WORK TO BE COMPLETED:
Continue the mailing-list reply about exporting DMA-BUF file descriptors from the habanalabs driver, starting right after its last line.
(EXTRACT PROVIDED Opens)
Re: [Linaro-mm-sig] [PATCH v3 1/2] habanalabs: define uAPI to export FD for DMA-BUF

From: Oded Gabbay
Date: Tue Jun 22 2021 - 11:25:04 EST


On Tue, Jun 22, 2021 at 6:11 PM Jason Gunthorpe <jgg@xxxxxxxx> wrote:
>
> On Tue, Jun 22, 2021 at 04:12:26PM +0300, Oded Gabbay wrote:
>
> > > 1) Setting sg_page to NULL
> > > 2) 'mapping' pages for P2P DMA without going through the iommu
> > > 3) Allowing P2P DMA without using the p2p dma API to validate that it
> > > can work at all in the first place.
> > >
> > > All of these result in functional bugs in certain system
> > > configurations.
> > >
> > > Jason
> >
> > Hi Jason,
> > Thanks for the feedback.
> > Regarding point 1, why is that a problem if we disable the option to
> > mmap the dma-buf from user-space ?
(EXTRACT PROVIDED Closes)
(DATASET CONTENT Opens)
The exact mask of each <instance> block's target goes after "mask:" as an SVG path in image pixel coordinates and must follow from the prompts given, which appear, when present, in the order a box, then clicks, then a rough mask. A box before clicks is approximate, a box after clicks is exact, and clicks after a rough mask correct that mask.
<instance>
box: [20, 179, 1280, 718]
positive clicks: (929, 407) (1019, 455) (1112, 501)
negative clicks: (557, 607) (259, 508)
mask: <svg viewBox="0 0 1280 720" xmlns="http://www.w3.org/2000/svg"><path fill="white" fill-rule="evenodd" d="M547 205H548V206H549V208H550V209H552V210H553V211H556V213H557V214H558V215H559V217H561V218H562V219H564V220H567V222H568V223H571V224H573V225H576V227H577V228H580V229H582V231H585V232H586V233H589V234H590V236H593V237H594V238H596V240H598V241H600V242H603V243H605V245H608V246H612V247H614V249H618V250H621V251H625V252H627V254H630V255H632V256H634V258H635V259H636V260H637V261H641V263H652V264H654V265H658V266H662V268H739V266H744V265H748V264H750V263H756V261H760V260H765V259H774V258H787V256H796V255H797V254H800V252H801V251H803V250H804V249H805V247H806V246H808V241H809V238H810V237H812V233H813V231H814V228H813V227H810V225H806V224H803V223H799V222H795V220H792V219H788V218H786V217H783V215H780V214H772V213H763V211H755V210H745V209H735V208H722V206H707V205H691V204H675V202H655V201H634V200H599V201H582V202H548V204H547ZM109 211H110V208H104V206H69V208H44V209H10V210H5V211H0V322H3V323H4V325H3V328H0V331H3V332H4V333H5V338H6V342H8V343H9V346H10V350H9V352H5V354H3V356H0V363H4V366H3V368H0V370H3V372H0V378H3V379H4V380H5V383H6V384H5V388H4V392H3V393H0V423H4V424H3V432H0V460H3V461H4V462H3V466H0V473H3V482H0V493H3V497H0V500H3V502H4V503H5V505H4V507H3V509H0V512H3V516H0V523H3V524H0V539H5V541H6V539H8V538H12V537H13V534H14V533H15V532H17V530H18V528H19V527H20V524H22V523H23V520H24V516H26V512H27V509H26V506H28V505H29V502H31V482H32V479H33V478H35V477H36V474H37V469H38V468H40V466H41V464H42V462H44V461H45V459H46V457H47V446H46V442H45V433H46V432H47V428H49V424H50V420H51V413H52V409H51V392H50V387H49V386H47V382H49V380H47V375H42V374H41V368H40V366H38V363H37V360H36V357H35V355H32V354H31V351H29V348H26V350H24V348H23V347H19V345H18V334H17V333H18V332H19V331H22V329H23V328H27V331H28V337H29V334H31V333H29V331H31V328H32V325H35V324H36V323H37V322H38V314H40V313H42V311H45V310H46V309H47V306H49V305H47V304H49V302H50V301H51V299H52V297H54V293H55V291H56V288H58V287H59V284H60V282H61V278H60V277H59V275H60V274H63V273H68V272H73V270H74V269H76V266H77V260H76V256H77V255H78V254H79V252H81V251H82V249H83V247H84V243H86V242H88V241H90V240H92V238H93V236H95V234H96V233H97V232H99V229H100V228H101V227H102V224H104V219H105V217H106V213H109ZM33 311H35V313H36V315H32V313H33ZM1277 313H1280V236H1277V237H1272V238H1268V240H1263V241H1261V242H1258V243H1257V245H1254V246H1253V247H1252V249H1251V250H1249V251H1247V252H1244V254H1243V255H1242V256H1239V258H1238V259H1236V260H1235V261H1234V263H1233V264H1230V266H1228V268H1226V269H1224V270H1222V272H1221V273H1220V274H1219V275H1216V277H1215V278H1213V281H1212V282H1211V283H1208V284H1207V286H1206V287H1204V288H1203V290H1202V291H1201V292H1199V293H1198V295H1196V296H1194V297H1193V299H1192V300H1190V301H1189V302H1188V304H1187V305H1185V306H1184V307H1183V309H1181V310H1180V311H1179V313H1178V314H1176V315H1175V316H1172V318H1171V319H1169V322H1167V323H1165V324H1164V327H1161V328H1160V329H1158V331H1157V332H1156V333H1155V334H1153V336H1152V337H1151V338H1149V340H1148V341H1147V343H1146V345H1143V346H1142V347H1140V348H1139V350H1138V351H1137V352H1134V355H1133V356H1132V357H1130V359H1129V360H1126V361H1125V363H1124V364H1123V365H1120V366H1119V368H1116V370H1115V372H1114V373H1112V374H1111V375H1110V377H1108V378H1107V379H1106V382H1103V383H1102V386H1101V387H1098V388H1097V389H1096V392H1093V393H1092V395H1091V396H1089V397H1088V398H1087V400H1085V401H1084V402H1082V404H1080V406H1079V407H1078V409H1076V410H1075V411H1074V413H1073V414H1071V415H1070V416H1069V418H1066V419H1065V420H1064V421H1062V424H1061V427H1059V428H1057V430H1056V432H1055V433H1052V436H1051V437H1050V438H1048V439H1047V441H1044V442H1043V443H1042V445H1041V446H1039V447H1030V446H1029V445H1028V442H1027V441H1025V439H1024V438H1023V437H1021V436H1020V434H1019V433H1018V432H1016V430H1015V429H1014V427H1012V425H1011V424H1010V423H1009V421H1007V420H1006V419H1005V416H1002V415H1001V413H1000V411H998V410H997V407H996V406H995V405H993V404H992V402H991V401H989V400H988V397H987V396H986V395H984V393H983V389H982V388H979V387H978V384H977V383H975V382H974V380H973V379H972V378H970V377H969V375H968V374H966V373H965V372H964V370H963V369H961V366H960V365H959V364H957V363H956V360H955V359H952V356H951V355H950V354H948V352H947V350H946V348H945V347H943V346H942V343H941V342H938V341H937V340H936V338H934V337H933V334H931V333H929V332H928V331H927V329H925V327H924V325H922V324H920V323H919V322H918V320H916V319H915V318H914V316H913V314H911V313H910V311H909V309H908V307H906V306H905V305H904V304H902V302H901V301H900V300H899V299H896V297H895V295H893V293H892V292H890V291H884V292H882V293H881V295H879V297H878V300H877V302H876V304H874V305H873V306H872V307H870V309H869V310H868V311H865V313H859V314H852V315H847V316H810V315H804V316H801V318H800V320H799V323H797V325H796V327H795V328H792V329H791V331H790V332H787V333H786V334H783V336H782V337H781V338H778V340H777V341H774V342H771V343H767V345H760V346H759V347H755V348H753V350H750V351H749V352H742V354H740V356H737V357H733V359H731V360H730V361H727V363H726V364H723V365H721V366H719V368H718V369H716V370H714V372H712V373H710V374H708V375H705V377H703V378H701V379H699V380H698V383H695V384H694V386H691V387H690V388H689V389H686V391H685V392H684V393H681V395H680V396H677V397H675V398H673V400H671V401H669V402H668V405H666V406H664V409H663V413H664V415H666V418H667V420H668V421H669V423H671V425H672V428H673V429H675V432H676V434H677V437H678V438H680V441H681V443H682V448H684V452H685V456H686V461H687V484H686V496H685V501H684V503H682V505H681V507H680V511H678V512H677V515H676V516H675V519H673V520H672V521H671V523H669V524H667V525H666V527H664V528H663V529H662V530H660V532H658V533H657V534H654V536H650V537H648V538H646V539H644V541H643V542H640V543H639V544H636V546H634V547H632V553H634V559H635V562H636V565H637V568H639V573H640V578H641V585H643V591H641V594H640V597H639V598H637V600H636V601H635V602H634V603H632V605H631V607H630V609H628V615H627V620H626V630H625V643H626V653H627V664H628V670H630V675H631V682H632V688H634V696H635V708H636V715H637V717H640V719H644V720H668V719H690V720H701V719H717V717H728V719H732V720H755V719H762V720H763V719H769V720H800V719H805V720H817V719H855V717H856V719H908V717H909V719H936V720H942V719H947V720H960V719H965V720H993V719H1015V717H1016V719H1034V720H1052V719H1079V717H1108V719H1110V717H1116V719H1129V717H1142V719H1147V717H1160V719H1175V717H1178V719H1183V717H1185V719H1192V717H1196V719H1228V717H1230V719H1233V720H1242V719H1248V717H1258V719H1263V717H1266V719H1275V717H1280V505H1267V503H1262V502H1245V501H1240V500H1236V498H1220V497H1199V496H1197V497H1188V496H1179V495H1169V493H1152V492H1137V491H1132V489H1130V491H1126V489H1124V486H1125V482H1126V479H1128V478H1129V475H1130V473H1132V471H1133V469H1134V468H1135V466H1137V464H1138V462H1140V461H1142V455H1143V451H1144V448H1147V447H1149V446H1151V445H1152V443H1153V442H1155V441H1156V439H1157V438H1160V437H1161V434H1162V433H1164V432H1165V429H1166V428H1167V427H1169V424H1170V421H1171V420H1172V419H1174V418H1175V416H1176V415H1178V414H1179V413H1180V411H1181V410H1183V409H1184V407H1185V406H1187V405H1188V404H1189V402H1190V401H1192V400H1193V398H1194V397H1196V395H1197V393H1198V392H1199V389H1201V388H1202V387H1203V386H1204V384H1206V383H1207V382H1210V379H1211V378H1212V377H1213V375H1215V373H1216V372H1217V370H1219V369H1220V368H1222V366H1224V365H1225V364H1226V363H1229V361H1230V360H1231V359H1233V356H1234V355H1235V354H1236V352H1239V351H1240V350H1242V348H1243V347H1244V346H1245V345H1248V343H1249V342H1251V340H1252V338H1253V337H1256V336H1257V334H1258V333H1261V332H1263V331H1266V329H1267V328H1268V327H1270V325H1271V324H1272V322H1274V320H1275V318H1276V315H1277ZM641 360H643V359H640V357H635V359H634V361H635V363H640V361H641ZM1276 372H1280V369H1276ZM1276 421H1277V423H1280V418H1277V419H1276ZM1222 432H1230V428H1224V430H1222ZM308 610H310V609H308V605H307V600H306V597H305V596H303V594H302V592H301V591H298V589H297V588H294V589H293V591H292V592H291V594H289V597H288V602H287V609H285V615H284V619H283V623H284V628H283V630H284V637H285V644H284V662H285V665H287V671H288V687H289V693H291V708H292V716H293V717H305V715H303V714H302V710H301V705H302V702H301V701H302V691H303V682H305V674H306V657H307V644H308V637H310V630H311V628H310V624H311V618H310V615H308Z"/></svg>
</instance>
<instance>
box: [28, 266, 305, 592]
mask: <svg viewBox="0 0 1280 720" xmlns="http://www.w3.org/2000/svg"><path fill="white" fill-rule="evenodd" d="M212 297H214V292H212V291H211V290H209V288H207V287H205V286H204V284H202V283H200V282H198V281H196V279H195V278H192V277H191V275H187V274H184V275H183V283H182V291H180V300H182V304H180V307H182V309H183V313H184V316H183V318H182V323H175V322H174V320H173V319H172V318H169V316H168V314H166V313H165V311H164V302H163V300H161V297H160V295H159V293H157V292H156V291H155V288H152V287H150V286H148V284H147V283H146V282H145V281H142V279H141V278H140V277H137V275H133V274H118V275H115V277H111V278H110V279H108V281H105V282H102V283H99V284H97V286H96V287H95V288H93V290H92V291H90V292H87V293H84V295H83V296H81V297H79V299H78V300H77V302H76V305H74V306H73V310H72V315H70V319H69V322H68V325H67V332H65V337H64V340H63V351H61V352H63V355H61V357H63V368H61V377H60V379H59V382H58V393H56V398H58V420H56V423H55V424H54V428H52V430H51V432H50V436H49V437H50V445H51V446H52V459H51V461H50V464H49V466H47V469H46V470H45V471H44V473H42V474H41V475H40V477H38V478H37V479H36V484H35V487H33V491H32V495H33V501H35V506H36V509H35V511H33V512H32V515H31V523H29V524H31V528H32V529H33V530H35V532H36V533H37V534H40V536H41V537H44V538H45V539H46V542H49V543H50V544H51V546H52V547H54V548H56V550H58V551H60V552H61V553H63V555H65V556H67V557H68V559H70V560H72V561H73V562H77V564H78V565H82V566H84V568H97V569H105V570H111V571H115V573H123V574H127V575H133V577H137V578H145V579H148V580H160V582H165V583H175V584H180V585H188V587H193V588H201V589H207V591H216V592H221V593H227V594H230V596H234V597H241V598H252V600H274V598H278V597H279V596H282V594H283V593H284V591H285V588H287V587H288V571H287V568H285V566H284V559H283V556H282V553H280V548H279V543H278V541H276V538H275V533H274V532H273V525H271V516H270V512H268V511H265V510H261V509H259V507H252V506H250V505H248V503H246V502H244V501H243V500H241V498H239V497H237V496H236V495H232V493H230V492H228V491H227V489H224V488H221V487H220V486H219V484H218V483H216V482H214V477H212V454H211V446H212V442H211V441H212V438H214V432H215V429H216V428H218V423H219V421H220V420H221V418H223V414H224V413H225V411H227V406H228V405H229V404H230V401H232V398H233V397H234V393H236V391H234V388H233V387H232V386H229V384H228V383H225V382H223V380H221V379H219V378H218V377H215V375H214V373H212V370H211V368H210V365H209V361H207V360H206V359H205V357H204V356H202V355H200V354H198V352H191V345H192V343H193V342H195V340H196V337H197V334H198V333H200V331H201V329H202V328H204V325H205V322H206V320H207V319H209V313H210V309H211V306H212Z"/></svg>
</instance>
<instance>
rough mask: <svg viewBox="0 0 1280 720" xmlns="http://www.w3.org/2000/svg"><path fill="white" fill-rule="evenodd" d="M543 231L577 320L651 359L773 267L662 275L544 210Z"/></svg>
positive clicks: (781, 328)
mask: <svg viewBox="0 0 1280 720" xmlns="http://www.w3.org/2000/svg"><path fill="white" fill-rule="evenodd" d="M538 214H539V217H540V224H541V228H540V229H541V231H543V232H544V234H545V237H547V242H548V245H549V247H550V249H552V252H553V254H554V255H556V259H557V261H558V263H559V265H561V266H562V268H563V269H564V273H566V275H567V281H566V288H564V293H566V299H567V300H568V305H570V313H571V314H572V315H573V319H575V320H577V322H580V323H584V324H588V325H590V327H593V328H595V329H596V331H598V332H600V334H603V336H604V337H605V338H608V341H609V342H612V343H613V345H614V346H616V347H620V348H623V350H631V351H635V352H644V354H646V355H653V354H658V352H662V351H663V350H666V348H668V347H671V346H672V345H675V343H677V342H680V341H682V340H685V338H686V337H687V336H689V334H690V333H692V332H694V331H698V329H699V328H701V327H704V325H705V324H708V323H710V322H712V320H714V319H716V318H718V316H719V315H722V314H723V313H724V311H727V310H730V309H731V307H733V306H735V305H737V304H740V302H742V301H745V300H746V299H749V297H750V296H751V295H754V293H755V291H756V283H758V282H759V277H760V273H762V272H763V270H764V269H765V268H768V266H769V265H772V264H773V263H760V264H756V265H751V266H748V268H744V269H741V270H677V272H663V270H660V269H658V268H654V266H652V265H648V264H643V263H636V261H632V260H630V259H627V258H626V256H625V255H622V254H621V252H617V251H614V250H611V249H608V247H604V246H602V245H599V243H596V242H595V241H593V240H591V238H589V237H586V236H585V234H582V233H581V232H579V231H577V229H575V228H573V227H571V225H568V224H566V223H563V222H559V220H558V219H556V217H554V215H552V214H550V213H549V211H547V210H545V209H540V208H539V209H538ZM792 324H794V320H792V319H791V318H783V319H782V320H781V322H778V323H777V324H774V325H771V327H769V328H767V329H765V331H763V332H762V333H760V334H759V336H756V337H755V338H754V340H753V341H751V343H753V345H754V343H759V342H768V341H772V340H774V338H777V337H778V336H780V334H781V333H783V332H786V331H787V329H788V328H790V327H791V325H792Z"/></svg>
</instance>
(DATASET CONTENT Closes)
REPLY:
>
> Userspace has nothing to do with needing struct pages or not
>
> Point 1 and 2 mostly go together, you supporting the iommu is not nice
> if you dont have struct pages.
>
> You should study Logan's patches I pointed you at as they are solving
> exactly this problem.
Yes, I do need to study them. I agree with you here. It appears I have
a hole in my understanding.
I'm missing the connection between iommu support (which I must have of
course) and struct pages.

>
> > In addition, I didn't see any problem with sg_page being NULL in the
> > RDMA p2p dma-buf code. Did I miss something here ?
>
> No, the design of the dmabuf requires the exporter to do the dma maps
> and so it is only the exporter that is wrong to omit all the iommu and
> p2p logic.
>
> RDMA is OK today only because nobody has implemented dma buf support
> in rxe/si - mainly because the only implementations of exporters don't
Can you please educate me, what is rxe/si ?

> set the struct page and are thus buggy.

ok...
so how come that patch-set was merged into 5.12 if it's buggy ?
Because the current exporters are buggy ? I probably need a history
lesson here.
But I understand why you think it's a bad idea to add a new buggy exporter.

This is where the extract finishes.